> Exercise description:
Leave every picture out, and print the full listing again exactly.

##########

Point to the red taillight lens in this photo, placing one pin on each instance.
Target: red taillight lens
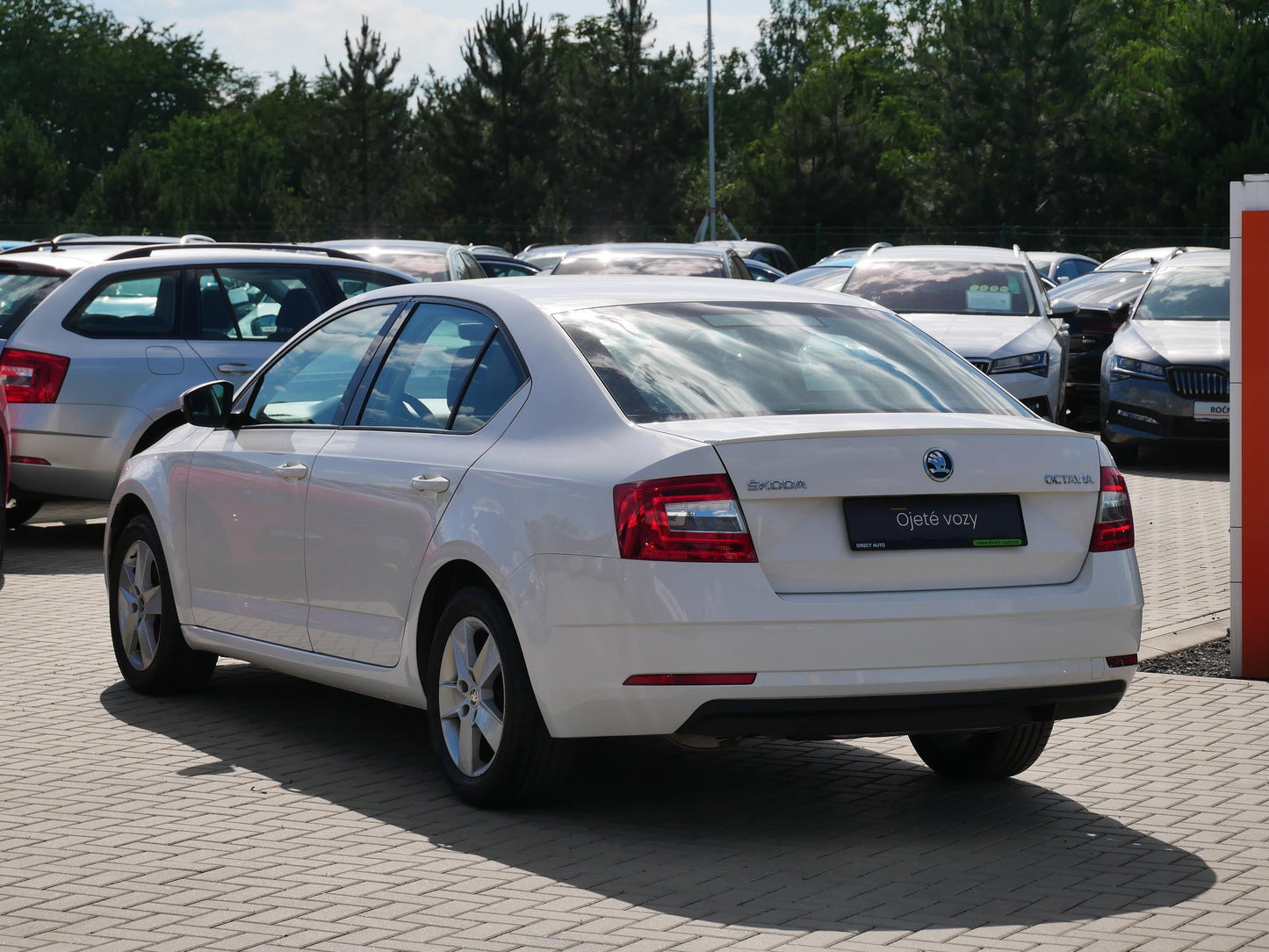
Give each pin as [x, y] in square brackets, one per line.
[1113, 528]
[681, 519]
[32, 377]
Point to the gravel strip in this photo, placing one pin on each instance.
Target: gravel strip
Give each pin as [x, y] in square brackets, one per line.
[1209, 660]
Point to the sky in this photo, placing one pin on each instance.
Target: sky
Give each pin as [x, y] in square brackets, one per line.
[273, 36]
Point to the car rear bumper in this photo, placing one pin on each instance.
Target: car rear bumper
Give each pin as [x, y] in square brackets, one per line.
[587, 624]
[85, 446]
[912, 714]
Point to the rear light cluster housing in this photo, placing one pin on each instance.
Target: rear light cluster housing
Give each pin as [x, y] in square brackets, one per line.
[32, 377]
[1112, 532]
[681, 519]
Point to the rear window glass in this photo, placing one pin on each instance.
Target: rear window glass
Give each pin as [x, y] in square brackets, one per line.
[703, 361]
[644, 263]
[19, 293]
[141, 307]
[1186, 295]
[946, 287]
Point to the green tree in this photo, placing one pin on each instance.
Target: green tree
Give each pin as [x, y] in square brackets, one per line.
[491, 133]
[1008, 102]
[219, 174]
[94, 83]
[32, 177]
[633, 121]
[367, 139]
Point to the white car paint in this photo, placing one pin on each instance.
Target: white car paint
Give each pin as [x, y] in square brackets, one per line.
[530, 504]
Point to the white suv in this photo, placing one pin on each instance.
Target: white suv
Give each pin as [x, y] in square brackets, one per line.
[99, 343]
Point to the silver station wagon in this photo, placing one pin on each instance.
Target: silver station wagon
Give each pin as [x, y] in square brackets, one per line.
[99, 343]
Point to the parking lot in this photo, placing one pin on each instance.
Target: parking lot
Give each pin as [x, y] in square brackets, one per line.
[270, 811]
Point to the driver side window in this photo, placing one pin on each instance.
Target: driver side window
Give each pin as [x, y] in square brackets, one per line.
[308, 382]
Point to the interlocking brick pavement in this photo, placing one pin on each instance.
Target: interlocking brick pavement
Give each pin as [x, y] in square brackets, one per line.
[271, 812]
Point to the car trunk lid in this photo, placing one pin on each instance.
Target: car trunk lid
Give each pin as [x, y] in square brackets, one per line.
[796, 475]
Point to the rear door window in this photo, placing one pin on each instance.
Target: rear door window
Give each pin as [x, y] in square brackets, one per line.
[19, 293]
[450, 368]
[256, 302]
[133, 307]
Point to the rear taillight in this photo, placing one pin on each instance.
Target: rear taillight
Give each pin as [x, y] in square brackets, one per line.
[681, 519]
[1113, 528]
[32, 377]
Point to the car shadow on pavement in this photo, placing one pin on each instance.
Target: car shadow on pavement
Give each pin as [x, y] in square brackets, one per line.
[812, 835]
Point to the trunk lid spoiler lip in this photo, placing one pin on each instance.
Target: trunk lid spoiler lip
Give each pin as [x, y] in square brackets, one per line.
[756, 429]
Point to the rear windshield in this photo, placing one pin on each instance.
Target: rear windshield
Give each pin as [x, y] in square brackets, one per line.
[19, 293]
[1186, 295]
[644, 263]
[707, 361]
[946, 287]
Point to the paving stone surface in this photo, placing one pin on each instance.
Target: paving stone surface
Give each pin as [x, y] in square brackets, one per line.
[271, 812]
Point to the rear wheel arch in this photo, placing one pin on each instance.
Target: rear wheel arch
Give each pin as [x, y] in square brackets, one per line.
[451, 579]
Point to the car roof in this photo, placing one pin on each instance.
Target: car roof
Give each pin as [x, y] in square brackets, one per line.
[941, 253]
[388, 245]
[61, 262]
[636, 248]
[561, 293]
[220, 256]
[1152, 254]
[1197, 259]
[740, 244]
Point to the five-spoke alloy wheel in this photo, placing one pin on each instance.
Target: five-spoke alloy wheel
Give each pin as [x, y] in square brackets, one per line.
[484, 720]
[148, 645]
[472, 697]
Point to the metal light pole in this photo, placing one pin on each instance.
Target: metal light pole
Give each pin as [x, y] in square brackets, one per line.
[713, 203]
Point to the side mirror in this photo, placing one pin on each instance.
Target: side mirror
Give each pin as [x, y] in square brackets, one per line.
[208, 404]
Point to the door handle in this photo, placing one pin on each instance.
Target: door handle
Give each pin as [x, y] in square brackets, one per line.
[291, 471]
[429, 484]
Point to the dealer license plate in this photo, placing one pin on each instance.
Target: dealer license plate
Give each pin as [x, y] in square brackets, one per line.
[887, 523]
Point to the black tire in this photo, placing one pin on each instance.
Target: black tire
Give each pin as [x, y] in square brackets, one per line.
[527, 761]
[984, 755]
[171, 667]
[22, 509]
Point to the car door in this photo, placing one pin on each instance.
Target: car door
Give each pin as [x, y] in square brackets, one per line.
[244, 313]
[249, 482]
[444, 393]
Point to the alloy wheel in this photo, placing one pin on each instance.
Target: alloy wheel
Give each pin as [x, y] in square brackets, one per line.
[140, 604]
[472, 696]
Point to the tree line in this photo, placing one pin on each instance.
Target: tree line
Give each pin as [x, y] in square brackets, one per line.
[869, 119]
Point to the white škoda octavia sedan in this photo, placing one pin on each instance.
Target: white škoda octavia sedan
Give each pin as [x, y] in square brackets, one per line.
[598, 507]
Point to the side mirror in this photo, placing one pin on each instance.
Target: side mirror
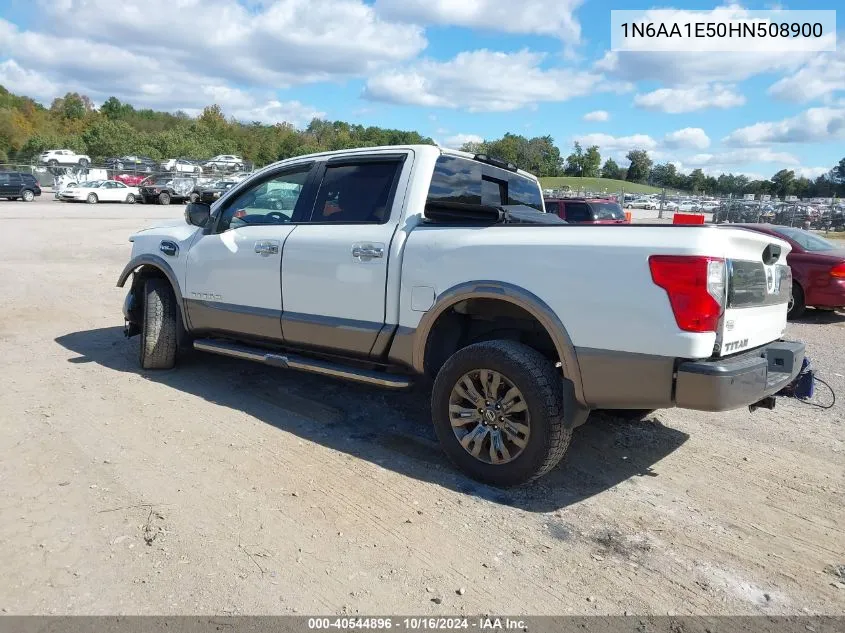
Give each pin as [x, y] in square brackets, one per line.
[197, 213]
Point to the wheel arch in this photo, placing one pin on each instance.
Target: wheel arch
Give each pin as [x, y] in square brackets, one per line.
[148, 265]
[508, 293]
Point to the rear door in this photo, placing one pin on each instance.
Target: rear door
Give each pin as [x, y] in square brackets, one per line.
[334, 266]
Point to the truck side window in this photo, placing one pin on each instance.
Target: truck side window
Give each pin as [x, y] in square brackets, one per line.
[356, 193]
[578, 212]
[269, 201]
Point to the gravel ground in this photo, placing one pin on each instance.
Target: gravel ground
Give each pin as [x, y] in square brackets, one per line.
[226, 487]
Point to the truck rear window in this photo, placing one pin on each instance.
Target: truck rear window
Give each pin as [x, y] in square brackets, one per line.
[458, 179]
[607, 211]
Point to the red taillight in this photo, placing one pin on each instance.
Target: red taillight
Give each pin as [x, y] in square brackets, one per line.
[696, 289]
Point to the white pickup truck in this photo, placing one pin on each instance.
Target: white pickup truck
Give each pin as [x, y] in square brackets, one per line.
[388, 265]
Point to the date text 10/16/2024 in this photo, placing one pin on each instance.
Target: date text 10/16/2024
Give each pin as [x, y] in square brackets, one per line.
[417, 623]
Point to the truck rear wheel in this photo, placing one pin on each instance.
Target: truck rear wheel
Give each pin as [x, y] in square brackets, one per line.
[161, 326]
[497, 408]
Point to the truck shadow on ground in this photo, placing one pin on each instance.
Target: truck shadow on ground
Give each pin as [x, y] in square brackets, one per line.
[391, 429]
[821, 317]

##########

> Output for this exercise:
Point to the red taillight lens in this photo, placing one pin on each instance.
Target: red taillight lens
Give each pin as [x, y] in square brackets, one per line.
[1113, 528]
[681, 519]
[32, 377]
Point to the gravel strip in this photo, placing one pin on each instance.
Target: gravel strip
Give each pin as [x, y] in square brackets, one per line.
[1209, 660]
Point to the sky in this photo, placing one pin on each instance.
Target: sky
Give each pin as [x, y] in square brackets, one per line.
[273, 36]
Point to the car rear bumper in this photo, placing one pin on each instance.
Target: car rear bumper
Give each pin as [x, y] in square brackets, one per line.
[587, 624]
[85, 446]
[912, 714]
Point to the rear light cluster housing in this photo, placing one pin on each instance.
Target: rear light cluster housing
Give each pin as [x, y] in square brackets, one per line.
[32, 377]
[1112, 532]
[681, 519]
Point to the rear window glass in this photo, placing one pin on each instance.
Target: rear window glass
Give each pin as [x, y] in square brackets, one per line.
[703, 361]
[644, 263]
[19, 293]
[141, 307]
[1186, 295]
[946, 287]
Point to the green tree in this photo, placing one pin on each instance.
Target: green tree
Give each pin as [x, y] in square brackets, one per line.
[491, 133]
[1008, 102]
[219, 174]
[94, 83]
[32, 177]
[633, 121]
[367, 139]
Point to the white car paint in this photo, placing one pin on each instance.
Target: white car paint
Give each pin as [x, y] in square brackets, one per line.
[530, 504]
Point to the white suv in this photo, placing one pin on each instance.
Target: white suv
Give each pin as [x, y] in square brackets, one per line.
[99, 343]
Point to the silver station wagon in this photo, placing one pin on each instance.
Target: silver station wagon
Give each pin as [x, y] in square brackets, one per line.
[99, 343]
Point to the parking lot in this photo, placing one pin on each instance.
Target: parking lot
Give each pin as [x, y] in square brackets, one per line.
[270, 811]
Point to the driver side window in this photo, placing one pin on each instance.
Target: driver side window
Give each pin as [x, y] in square brackets, one per line.
[308, 382]
Point to the interlocking brick pavement in this photo, placing one pin on each instance.
Target: interlocking brick pavement
Give each pin as [x, y] in square brackets, one per line.
[271, 812]
Point to the car trunk lid in this photo, placing one pin on each instance.
Target: car trunk lid
Give each pin as [x, y] in square brackets, one per line.
[796, 475]
Point to the rear door window in this photo, placing one pin on each instance.
Target: rear door window
Give each pin as [x, y] in square brackets, one per line.
[19, 293]
[450, 368]
[256, 302]
[133, 307]
Point to the rear taillight in this photo, placing one pin on each instance.
Target: rear taillight
Give each pin as [x, y] in square brackets, one per line.
[681, 519]
[1113, 528]
[32, 377]
Point to the car shadow on pavement in this photo, placing one pin on each instance.
Target: car shadow on pavement
Give each pin as [x, y] in square brackets, one per line.
[812, 835]
Point to the trunk lid spoiler lip in this photo, placing one pin on each instance.
Target: trunk lid spoiler lip
Give each pin as [x, y] in square brackets, one per line.
[756, 429]
Point to the rear windshield in this photo, placing one pin on each instance.
Target: rear windshield
Give each pin as [x, y] in square brackets, one per line.
[19, 293]
[1186, 295]
[644, 263]
[707, 361]
[946, 287]
Point to the paving stone surface in this photo, placing one pin on each instance.
Target: paving stone surface
Give each pin as [x, y] in square brackets, one per line.
[271, 812]
Point to the rear wheel arch in this photo, placing one pin on each instance.
Target: rear wheel arch
Give each pin as [x, y] in square brackets, one per line.
[451, 579]
Point to the car roof in this photo, placing one pin on each instance.
Target: car roof
Give each pin as [x, y] in square brackets, one per line.
[941, 253]
[388, 245]
[61, 262]
[636, 248]
[561, 293]
[220, 256]
[1152, 254]
[1197, 259]
[740, 244]
Point to the five-spoke alloy wheel in this photo, placing one pin on each instance.
Target: five-spoke alloy wheel
Give each pin as [x, y] in square brackets, one per line.
[484, 720]
[148, 645]
[472, 697]
Point to the metal light pole in this photo, placing one pin on each instance.
Target: metal light pole
Give each pin as [x, y] in square brackets, one per line.
[713, 203]
Point to the side mirror in this photo, placing one pin on each instance.
Target: side mirror
Give each pin as [x, y] in square brackets, one per line.
[208, 404]
Point to the door handle in this photo, placing one pin on each instance.
Target: door handle
Give each pin as [x, y] in square brackets, one per line.
[291, 471]
[429, 484]
Point to the dealer license plate in this photo, placing one pin on each instance.
Target: dealer license plate
Give each pin as [x, y] in square brackets, one per line.
[887, 523]
Point to the black tire in this photo, placing one pin on each instance.
Target: black tire
Give each pin as [x, y] in square brackets, one per line.
[527, 761]
[984, 755]
[171, 667]
[22, 509]
Point to the car door in this photo, placing one pin on each instance.
Target: car door
Give each pin as [x, y] in square brackets, one per line.
[244, 313]
[249, 482]
[444, 393]
Point to the alloy wheel in this photo, placing one pin on each instance.
Target: alloy wheel
Give each pin as [x, y] in square brackets, one per line.
[140, 604]
[472, 696]
Point to the tree line in this photo, placing one pin on each instance.
Target: tree line
Give each pin as [x, y] in square brackets, one per line.
[869, 119]
Point to the white škoda octavia sedan in this photo, placing one pin on each instance.
Target: white škoda octavia sedan
Give each pin as [x, y] in square brackets, one per line.
[598, 507]
Point to the side mirror in this photo, placing one pin on each instance.
Target: side mirror
Give each pin as [x, y] in square brackets, one per line.
[197, 213]
Point to the wheel arch in this photo, placing one pin on each instance.
Target: wheel arch
Give each pin as [x, y] in square brackets, one per line.
[148, 265]
[508, 293]
Point to the rear door in this photo, placing one pin on each instance.
Target: rear door
Give each pin as [x, y] in square brackets, one per line.
[334, 266]
Point to the truck side window in this photo, placing one pin on each instance.
Target: truck side window
Give each pin as [x, y] in square brackets, one per line.
[356, 193]
[578, 212]
[269, 201]
Point to the gravel ground in this photo, placing one pin on each instance.
Target: gravel ground
Give each pin as [x, y] in square brackets, one per line.
[226, 487]
Point to the truck rear window in this photo, placing one pin on each instance.
Target: truck rear window
Give each pin as [x, y] in square brackets, one per line.
[458, 179]
[607, 211]
Point to the red taillight in this photo, placing one pin on each instance.
Target: red taillight
Give each pin as [x, y] in square brackets, one per line.
[696, 289]
Point to the white pickup truck in this photo, placing one pin on each instance.
Target: white pickup truck
Give each pin as [x, y] in square brackets, one per line.
[388, 265]
Point to the date text 10/16/2024 in this photo, placing one pin on each instance.
Target: date text 10/16/2024
Give each pin as [x, y] in square brackets, one per line.
[417, 623]
Point to the truck rear wheel in this photo, placing one pin on each instance.
Target: truck rear wheel
Give each pin as [x, y] in square brackets, one per line.
[161, 326]
[497, 408]
Point to the truck shadow on ground in this photo, placing one pin on each instance.
Target: truck shadow on ground
Give each pin as [x, y] in square brackets, one per line.
[391, 429]
[821, 317]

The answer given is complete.